> _RECORDS PROVIDED_:
++++++++++++++++++++
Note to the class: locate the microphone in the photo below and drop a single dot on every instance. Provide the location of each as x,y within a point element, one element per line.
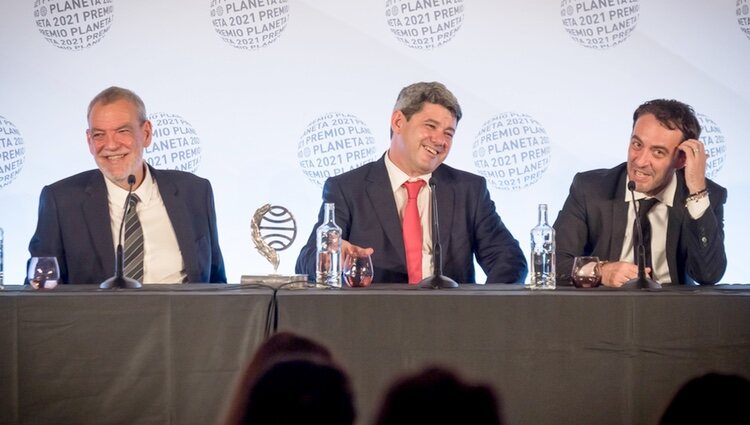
<point>642,281</point>
<point>119,280</point>
<point>437,280</point>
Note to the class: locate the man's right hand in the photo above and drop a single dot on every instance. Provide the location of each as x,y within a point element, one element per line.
<point>348,249</point>
<point>615,274</point>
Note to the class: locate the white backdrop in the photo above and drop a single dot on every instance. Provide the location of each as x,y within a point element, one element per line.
<point>267,97</point>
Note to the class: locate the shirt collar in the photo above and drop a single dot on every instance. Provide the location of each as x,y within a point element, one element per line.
<point>398,177</point>
<point>666,196</point>
<point>117,194</point>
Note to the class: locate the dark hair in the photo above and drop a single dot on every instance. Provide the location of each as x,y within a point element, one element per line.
<point>300,392</point>
<point>672,114</point>
<point>114,94</point>
<point>713,398</point>
<point>278,347</point>
<point>412,98</point>
<point>436,395</point>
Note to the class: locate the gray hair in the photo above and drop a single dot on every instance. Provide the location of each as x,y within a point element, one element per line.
<point>113,94</point>
<point>412,98</point>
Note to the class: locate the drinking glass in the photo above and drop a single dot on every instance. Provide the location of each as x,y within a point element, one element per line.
<point>586,272</point>
<point>43,272</point>
<point>358,271</point>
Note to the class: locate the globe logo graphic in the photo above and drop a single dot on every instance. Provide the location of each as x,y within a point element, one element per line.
<point>278,228</point>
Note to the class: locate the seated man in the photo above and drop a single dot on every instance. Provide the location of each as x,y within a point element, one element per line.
<point>375,208</point>
<point>80,216</point>
<point>667,163</point>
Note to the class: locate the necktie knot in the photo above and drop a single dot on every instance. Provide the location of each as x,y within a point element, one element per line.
<point>645,205</point>
<point>133,199</point>
<point>413,188</point>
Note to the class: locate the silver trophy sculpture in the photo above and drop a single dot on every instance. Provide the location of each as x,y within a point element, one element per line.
<point>273,229</point>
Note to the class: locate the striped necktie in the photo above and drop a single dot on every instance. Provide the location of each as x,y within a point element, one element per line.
<point>133,249</point>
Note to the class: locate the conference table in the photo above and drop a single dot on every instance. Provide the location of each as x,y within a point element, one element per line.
<point>171,354</point>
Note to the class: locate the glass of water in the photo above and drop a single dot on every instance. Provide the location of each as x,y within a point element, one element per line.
<point>43,272</point>
<point>358,270</point>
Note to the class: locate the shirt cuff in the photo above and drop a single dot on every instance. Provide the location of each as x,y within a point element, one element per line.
<point>698,207</point>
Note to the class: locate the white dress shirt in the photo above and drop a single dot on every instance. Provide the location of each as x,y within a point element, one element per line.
<point>659,218</point>
<point>162,258</point>
<point>398,178</point>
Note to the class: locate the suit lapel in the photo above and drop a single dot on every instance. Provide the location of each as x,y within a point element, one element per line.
<point>619,214</point>
<point>674,223</point>
<point>180,217</point>
<point>380,194</point>
<point>446,202</point>
<point>98,222</point>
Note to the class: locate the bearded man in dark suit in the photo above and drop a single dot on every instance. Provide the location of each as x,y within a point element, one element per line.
<point>80,216</point>
<point>667,163</point>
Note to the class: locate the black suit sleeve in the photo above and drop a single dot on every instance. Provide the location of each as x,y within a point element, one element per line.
<point>571,230</point>
<point>218,274</point>
<point>496,250</point>
<point>704,241</point>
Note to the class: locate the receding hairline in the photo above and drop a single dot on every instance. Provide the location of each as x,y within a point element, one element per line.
<point>114,94</point>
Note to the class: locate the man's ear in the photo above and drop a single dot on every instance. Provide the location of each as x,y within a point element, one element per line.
<point>397,121</point>
<point>680,161</point>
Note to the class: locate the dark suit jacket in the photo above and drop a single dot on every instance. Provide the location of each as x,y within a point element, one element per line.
<point>74,226</point>
<point>469,225</point>
<point>593,220</point>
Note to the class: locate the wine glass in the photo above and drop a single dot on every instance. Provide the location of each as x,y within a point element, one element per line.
<point>43,272</point>
<point>358,270</point>
<point>586,272</point>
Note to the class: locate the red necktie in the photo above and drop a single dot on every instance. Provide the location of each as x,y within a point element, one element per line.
<point>413,232</point>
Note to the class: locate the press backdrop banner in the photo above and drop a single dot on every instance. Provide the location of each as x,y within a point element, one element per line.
<point>268,98</point>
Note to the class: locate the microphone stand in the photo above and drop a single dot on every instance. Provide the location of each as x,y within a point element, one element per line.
<point>437,280</point>
<point>119,280</point>
<point>642,281</point>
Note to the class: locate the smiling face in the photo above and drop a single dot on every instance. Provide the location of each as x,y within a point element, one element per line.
<point>116,139</point>
<point>653,156</point>
<point>420,144</point>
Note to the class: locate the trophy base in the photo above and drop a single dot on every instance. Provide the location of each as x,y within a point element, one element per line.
<point>276,280</point>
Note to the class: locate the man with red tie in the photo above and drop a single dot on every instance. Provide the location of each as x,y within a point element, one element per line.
<point>383,207</point>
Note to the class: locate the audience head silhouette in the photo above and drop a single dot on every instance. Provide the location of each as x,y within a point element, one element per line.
<point>300,392</point>
<point>437,396</point>
<point>710,399</point>
<point>282,346</point>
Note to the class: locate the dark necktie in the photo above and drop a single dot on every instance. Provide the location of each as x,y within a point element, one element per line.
<point>645,206</point>
<point>412,228</point>
<point>133,249</point>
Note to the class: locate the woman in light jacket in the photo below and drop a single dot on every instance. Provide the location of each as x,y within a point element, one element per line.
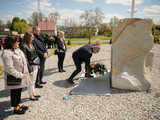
<point>33,63</point>
<point>15,64</point>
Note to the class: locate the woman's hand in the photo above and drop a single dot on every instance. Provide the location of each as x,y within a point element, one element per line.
<point>31,73</point>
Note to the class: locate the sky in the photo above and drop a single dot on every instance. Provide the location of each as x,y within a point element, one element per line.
<point>74,8</point>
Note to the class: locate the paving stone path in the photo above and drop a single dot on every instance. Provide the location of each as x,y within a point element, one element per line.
<point>120,105</point>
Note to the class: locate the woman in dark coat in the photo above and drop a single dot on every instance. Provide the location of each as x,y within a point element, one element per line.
<point>33,63</point>
<point>61,50</point>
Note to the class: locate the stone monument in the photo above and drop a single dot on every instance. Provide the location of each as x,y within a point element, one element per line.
<point>131,58</point>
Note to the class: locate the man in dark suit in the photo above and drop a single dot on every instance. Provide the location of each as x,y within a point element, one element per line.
<point>41,50</point>
<point>83,54</point>
<point>61,49</point>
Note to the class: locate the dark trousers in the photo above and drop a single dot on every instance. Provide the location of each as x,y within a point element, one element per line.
<point>15,97</point>
<point>77,63</point>
<point>61,56</point>
<point>40,71</point>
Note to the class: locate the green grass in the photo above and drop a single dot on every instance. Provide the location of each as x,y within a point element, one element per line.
<point>92,38</point>
<point>86,43</point>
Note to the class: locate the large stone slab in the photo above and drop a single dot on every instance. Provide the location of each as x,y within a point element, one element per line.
<point>97,86</point>
<point>131,58</point>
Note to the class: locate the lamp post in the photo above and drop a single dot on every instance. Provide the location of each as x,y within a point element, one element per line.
<point>132,8</point>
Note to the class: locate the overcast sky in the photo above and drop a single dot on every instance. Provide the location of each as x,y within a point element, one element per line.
<point>74,8</point>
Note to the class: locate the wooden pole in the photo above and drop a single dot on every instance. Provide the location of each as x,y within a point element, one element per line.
<point>132,8</point>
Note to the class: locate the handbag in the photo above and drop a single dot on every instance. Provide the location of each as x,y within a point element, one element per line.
<point>36,61</point>
<point>56,52</point>
<point>11,80</point>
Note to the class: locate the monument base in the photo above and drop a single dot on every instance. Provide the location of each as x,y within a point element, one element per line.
<point>97,86</point>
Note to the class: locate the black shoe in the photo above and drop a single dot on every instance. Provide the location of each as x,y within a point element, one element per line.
<point>34,99</point>
<point>19,111</point>
<point>63,71</point>
<point>24,107</point>
<point>38,86</point>
<point>43,82</point>
<point>37,96</point>
<point>70,81</point>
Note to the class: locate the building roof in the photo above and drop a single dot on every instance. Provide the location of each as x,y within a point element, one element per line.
<point>47,26</point>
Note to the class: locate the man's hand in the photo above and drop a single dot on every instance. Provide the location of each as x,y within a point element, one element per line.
<point>45,55</point>
<point>23,76</point>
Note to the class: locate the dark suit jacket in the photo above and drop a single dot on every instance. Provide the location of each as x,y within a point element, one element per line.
<point>60,44</point>
<point>84,54</point>
<point>31,55</point>
<point>39,45</point>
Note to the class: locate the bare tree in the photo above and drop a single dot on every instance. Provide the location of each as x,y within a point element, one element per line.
<point>36,18</point>
<point>113,21</point>
<point>92,19</point>
<point>54,17</point>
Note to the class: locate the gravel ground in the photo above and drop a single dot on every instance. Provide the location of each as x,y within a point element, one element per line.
<point>120,105</point>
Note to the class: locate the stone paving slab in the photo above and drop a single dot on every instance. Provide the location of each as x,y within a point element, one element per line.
<point>120,105</point>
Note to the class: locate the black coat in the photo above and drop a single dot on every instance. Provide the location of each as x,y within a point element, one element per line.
<point>83,54</point>
<point>61,44</point>
<point>31,55</point>
<point>39,45</point>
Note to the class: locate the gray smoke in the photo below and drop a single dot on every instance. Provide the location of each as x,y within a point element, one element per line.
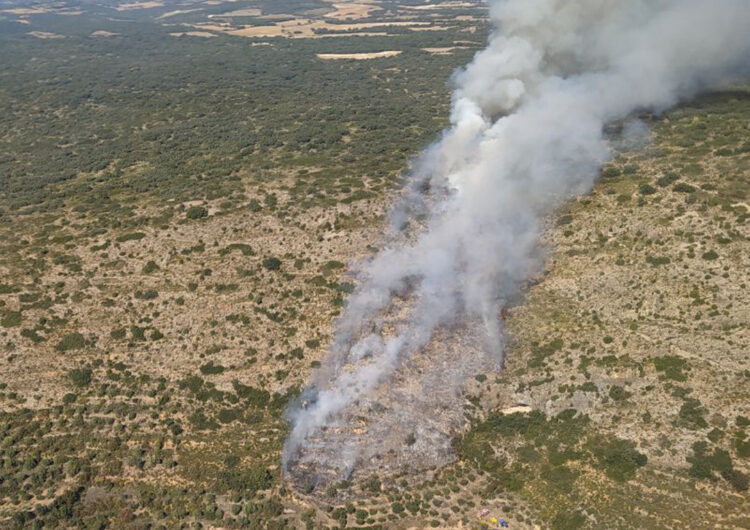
<point>527,134</point>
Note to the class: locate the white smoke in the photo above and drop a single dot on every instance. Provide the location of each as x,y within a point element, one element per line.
<point>526,134</point>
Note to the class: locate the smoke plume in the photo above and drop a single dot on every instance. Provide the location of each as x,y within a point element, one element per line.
<point>526,134</point>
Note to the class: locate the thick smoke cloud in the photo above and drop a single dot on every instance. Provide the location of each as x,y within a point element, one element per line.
<point>526,134</point>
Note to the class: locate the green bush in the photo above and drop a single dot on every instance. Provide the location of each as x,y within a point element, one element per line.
<point>681,187</point>
<point>691,414</point>
<point>133,236</point>
<point>672,366</point>
<point>81,377</point>
<point>272,264</point>
<point>71,341</point>
<point>211,369</point>
<point>11,319</point>
<point>196,212</point>
<point>150,267</point>
<point>619,459</point>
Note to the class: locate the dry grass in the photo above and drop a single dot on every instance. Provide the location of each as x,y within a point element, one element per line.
<point>46,35</point>
<point>358,56</point>
<point>202,34</point>
<point>139,5</point>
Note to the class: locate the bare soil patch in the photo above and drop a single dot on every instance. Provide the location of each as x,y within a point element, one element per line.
<point>358,56</point>
<point>138,5</point>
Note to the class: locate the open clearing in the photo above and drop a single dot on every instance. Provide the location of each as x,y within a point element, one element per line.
<point>358,56</point>
<point>46,35</point>
<point>139,5</point>
<point>352,11</point>
<point>202,34</point>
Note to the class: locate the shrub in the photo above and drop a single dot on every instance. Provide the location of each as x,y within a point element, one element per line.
<point>211,369</point>
<point>672,366</point>
<point>133,236</point>
<point>272,264</point>
<point>618,458</point>
<point>739,481</point>
<point>81,377</point>
<point>691,414</point>
<point>656,261</point>
<point>666,180</point>
<point>150,267</point>
<point>618,393</point>
<point>71,341</point>
<point>196,212</point>
<point>682,187</point>
<point>11,319</point>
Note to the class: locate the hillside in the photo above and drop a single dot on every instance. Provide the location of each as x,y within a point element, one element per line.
<point>174,248</point>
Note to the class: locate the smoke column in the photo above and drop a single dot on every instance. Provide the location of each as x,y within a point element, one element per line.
<point>526,134</point>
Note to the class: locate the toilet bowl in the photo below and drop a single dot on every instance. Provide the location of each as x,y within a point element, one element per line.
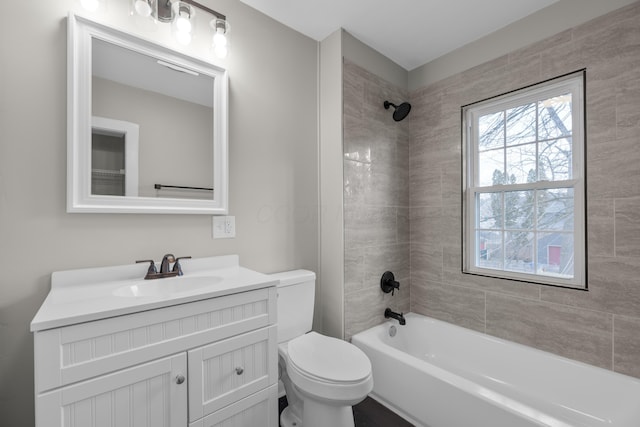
<point>322,376</point>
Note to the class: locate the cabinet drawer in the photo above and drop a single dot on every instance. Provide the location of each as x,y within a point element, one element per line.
<point>259,409</point>
<point>73,353</point>
<point>229,370</point>
<point>147,394</point>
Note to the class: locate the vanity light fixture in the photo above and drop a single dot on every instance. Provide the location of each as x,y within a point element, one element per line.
<point>181,14</point>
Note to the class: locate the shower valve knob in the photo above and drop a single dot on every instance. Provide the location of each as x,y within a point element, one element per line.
<point>388,283</point>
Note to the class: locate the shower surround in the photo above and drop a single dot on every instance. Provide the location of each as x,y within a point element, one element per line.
<point>376,198</point>
<point>599,326</point>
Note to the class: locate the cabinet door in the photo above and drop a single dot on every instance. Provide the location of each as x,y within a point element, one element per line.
<point>152,394</point>
<point>227,371</point>
<point>258,410</point>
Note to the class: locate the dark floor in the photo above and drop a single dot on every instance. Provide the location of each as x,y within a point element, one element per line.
<point>369,413</point>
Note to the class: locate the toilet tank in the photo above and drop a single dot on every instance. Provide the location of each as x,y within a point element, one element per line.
<point>296,294</point>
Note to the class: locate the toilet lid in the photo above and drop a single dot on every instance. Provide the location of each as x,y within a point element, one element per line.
<point>329,358</point>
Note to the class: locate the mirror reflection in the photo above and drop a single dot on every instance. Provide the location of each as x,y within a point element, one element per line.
++++++++++++++++++++
> _WHAT THIS TASK INVOLVES_:
Return precisely the lines of the records, starting with the line that holds "Note to the class: locate the toilet tank" and ending with the last one.

> _RESULT_:
Note to the class: locate the toilet tank in the photo above and drop a single dot on every instance. Provide the location of each as x,y within a point element, one element per line.
<point>296,294</point>
Note to the class: locate the toilet lid in the photo above and drop a single dot on every instance. Provide the location of each as x,y within a point element, one element per line.
<point>329,358</point>
Note to the class: locate the mirror reflection in the photo above and drop a single dot on every instance. Provide the location of each as x,y within a point element, one element per line.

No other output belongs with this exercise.